**Your objective**
From the records below, copy out every line that contains the string "leaf". Case counts, so skip lines where it appears with different capitalization.
■ ■ ■
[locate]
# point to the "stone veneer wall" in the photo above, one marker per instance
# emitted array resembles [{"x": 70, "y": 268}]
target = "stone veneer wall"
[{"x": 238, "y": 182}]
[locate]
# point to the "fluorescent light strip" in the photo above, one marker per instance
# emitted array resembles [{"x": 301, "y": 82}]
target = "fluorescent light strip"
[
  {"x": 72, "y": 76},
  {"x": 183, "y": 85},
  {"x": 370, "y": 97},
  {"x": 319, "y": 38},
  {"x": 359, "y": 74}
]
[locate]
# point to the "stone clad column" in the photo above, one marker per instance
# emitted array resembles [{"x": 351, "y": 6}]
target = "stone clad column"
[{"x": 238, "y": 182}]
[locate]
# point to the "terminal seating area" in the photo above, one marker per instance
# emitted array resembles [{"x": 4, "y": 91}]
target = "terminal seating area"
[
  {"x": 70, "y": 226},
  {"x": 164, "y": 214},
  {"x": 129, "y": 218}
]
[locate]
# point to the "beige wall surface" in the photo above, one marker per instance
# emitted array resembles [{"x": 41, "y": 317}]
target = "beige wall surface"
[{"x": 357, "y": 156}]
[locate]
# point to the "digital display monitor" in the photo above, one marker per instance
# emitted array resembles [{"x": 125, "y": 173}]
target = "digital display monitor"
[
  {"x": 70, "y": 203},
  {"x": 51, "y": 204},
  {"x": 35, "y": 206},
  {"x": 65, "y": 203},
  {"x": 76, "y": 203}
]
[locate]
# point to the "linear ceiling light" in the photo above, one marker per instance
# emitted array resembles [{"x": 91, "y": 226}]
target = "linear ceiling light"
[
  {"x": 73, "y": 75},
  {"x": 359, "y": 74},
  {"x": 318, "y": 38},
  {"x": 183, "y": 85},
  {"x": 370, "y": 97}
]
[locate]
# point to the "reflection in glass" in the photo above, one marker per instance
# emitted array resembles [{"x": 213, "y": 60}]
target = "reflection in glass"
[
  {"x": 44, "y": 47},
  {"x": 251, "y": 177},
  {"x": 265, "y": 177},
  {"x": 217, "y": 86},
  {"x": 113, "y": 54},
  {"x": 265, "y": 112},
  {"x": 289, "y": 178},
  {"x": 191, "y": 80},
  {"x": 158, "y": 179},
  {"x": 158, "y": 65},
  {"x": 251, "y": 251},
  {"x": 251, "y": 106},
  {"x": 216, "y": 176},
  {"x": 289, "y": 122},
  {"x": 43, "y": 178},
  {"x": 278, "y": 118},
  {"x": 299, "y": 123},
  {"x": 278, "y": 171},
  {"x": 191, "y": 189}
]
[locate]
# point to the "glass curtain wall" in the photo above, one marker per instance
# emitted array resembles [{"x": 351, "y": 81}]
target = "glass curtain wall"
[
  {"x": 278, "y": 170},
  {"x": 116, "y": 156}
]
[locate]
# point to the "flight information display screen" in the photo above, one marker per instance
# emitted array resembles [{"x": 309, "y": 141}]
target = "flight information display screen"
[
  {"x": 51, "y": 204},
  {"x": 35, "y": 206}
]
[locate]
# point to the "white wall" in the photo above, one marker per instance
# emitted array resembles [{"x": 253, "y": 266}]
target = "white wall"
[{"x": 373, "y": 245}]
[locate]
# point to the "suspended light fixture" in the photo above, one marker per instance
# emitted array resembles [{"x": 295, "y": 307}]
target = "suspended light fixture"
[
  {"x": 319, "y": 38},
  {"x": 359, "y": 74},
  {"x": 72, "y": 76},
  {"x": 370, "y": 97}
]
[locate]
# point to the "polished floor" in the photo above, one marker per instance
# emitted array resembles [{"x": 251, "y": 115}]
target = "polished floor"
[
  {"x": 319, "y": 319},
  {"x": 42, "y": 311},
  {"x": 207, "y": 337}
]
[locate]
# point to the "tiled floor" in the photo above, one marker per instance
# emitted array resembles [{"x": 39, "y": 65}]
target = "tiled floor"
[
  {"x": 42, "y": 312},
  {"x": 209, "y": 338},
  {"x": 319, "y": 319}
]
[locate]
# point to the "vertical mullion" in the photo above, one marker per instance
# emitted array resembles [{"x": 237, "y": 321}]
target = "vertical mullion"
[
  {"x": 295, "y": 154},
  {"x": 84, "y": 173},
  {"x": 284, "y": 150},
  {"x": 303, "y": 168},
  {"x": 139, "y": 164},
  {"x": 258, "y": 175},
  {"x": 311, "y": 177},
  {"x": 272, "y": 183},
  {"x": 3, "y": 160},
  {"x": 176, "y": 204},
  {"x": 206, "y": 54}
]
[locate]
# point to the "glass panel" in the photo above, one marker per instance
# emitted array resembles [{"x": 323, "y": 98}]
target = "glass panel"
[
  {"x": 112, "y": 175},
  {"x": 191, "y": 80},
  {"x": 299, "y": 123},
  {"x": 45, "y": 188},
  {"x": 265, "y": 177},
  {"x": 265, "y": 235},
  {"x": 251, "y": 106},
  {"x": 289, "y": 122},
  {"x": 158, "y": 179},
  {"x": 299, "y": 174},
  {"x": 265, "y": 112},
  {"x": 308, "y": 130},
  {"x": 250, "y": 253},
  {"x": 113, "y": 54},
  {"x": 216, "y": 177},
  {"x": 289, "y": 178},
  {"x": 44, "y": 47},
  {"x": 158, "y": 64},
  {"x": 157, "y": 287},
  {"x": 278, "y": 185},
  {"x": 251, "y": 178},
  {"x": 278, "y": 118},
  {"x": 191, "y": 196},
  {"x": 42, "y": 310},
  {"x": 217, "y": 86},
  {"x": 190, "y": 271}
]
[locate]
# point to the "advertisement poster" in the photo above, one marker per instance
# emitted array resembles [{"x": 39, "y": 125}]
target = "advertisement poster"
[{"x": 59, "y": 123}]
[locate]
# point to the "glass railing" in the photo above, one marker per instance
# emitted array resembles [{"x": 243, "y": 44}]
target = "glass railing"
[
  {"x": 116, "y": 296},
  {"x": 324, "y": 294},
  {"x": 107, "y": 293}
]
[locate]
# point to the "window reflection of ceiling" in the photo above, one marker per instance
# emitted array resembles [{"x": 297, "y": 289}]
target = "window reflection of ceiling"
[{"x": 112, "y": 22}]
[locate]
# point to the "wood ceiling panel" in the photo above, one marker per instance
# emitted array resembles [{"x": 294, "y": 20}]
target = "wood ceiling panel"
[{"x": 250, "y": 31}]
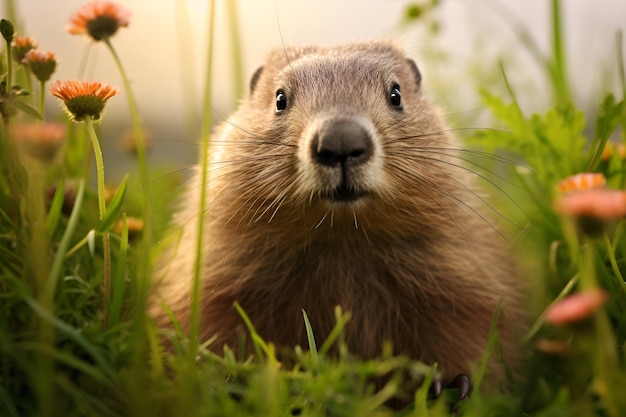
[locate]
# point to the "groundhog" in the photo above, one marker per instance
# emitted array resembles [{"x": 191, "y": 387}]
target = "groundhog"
[{"x": 336, "y": 183}]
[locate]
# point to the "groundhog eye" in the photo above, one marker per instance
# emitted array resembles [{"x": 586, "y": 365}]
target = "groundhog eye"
[
  {"x": 394, "y": 97},
  {"x": 281, "y": 101}
]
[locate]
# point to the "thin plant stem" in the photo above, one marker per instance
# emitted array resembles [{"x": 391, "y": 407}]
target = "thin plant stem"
[
  {"x": 9, "y": 79},
  {"x": 613, "y": 261},
  {"x": 204, "y": 155},
  {"x": 42, "y": 97},
  {"x": 60, "y": 255},
  {"x": 558, "y": 67},
  {"x": 145, "y": 256},
  {"x": 101, "y": 208}
]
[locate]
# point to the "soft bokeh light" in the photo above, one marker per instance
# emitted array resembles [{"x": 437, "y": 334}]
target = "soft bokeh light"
[{"x": 164, "y": 50}]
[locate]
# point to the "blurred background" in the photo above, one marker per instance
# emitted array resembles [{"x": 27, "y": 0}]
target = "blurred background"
[{"x": 458, "y": 46}]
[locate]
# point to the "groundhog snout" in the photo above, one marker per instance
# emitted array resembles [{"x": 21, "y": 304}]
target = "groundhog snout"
[{"x": 342, "y": 143}]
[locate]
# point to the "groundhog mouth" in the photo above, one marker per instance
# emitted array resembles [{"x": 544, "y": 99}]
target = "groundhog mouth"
[{"x": 345, "y": 194}]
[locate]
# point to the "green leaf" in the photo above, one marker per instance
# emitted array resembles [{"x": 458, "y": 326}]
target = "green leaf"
[
  {"x": 609, "y": 118},
  {"x": 118, "y": 277},
  {"x": 54, "y": 213},
  {"x": 26, "y": 109},
  {"x": 114, "y": 208},
  {"x": 309, "y": 335}
]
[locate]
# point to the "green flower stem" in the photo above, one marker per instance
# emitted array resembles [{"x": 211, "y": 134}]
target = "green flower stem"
[
  {"x": 613, "y": 261},
  {"x": 9, "y": 80},
  {"x": 145, "y": 259},
  {"x": 101, "y": 207},
  {"x": 204, "y": 155},
  {"x": 42, "y": 96}
]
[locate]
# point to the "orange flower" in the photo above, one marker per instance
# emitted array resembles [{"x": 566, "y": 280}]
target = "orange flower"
[
  {"x": 21, "y": 45},
  {"x": 576, "y": 307},
  {"x": 41, "y": 63},
  {"x": 40, "y": 141},
  {"x": 581, "y": 182},
  {"x": 98, "y": 19},
  {"x": 599, "y": 204},
  {"x": 83, "y": 98}
]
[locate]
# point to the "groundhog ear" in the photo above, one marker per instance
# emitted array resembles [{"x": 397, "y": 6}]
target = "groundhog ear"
[
  {"x": 416, "y": 72},
  {"x": 255, "y": 79}
]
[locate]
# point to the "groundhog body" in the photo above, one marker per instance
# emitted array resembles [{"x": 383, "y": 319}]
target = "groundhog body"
[{"x": 337, "y": 183}]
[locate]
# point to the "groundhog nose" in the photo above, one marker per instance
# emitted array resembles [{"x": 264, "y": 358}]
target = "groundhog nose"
[{"x": 341, "y": 142}]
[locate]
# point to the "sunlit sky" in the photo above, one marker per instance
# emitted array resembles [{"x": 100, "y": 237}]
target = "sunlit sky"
[{"x": 164, "y": 47}]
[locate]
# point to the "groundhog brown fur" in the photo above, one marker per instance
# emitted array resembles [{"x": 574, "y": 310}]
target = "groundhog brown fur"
[{"x": 336, "y": 183}]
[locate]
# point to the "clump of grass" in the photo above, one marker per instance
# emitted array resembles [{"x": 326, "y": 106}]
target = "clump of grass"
[{"x": 74, "y": 343}]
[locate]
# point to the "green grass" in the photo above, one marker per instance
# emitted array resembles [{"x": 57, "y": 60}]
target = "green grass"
[{"x": 75, "y": 344}]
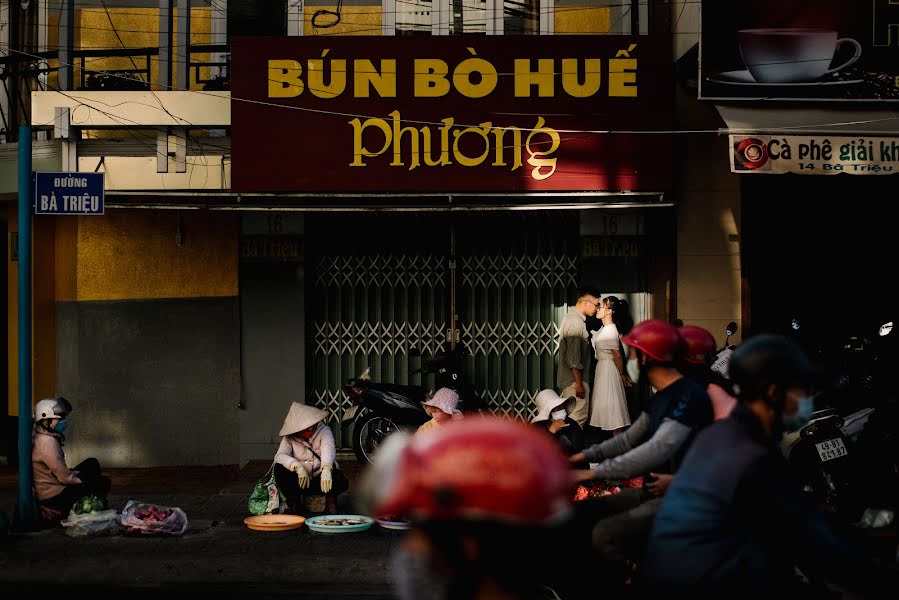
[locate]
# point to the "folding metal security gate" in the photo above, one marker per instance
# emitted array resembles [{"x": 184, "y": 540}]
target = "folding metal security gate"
[{"x": 384, "y": 284}]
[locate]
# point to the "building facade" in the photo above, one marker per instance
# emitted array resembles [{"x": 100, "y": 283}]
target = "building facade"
[{"x": 244, "y": 262}]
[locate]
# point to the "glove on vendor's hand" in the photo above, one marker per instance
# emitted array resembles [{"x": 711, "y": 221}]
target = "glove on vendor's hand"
[
  {"x": 302, "y": 478},
  {"x": 326, "y": 479}
]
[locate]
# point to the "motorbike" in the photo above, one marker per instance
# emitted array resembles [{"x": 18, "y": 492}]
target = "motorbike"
[
  {"x": 381, "y": 409},
  {"x": 723, "y": 355},
  {"x": 847, "y": 456}
]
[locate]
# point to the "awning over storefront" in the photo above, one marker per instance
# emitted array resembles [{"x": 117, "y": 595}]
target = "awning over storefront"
[
  {"x": 229, "y": 201},
  {"x": 791, "y": 120}
]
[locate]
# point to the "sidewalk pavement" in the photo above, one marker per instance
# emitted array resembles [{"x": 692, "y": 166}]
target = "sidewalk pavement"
[{"x": 217, "y": 557}]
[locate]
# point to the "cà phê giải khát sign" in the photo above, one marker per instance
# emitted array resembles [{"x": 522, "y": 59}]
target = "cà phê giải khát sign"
[
  {"x": 468, "y": 114},
  {"x": 814, "y": 155}
]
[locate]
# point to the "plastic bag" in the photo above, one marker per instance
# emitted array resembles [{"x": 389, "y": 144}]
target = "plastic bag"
[
  {"x": 265, "y": 497},
  {"x": 147, "y": 518},
  {"x": 104, "y": 522}
]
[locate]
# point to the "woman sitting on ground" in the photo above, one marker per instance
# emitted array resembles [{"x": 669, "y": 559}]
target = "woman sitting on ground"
[
  {"x": 553, "y": 416},
  {"x": 442, "y": 408},
  {"x": 306, "y": 459},
  {"x": 56, "y": 486}
]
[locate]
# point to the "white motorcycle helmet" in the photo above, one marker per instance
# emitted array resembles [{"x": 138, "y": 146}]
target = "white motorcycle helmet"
[{"x": 52, "y": 408}]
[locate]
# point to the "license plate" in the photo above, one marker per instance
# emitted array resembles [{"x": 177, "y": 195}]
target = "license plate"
[
  {"x": 350, "y": 413},
  {"x": 831, "y": 449}
]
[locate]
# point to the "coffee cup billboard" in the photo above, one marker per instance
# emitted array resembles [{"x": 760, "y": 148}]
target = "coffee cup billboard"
[
  {"x": 791, "y": 55},
  {"x": 787, "y": 50}
]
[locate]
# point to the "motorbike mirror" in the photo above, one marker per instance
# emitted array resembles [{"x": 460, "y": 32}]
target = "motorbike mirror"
[{"x": 731, "y": 328}]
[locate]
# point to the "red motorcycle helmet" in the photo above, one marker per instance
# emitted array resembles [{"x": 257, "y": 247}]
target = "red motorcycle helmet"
[
  {"x": 657, "y": 339},
  {"x": 699, "y": 344},
  {"x": 483, "y": 468}
]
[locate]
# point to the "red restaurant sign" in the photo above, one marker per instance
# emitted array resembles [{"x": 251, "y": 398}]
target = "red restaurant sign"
[{"x": 462, "y": 113}]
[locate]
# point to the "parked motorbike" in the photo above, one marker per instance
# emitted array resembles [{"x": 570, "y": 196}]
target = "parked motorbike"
[
  {"x": 722, "y": 357},
  {"x": 847, "y": 456},
  {"x": 380, "y": 409}
]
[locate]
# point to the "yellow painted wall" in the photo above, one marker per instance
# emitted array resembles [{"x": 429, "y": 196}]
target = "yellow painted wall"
[
  {"x": 122, "y": 255},
  {"x": 582, "y": 19},
  {"x": 133, "y": 254},
  {"x": 43, "y": 312},
  {"x": 355, "y": 20}
]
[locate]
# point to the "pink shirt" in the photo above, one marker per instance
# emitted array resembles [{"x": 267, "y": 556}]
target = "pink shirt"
[{"x": 51, "y": 475}]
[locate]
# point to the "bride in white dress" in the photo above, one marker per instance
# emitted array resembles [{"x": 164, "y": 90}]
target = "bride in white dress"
[{"x": 608, "y": 407}]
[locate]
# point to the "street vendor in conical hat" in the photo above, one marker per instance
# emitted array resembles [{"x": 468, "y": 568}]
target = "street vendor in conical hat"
[{"x": 306, "y": 459}]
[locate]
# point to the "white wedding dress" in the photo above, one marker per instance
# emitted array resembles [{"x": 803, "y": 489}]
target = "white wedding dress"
[{"x": 608, "y": 406}]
■ ■ ■
**Final result**
# point to the "green leaf" in the photo above, one marker per instance
target = "green leaf"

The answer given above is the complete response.